REQUIRED WORK = Where in the data below does the word "side" appear? Copy each line that holds it.

INPUT FOR THIS TASK =
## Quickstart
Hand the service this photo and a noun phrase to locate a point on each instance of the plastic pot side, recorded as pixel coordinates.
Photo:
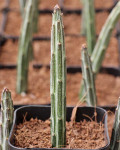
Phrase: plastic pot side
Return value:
(43, 113)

FINAL ANSWER =
Hand the service this photo and a noun phrase to locate a point on each instance of the plastic pot side, recorded as pixel coordinates.
Phrase: plastic pot side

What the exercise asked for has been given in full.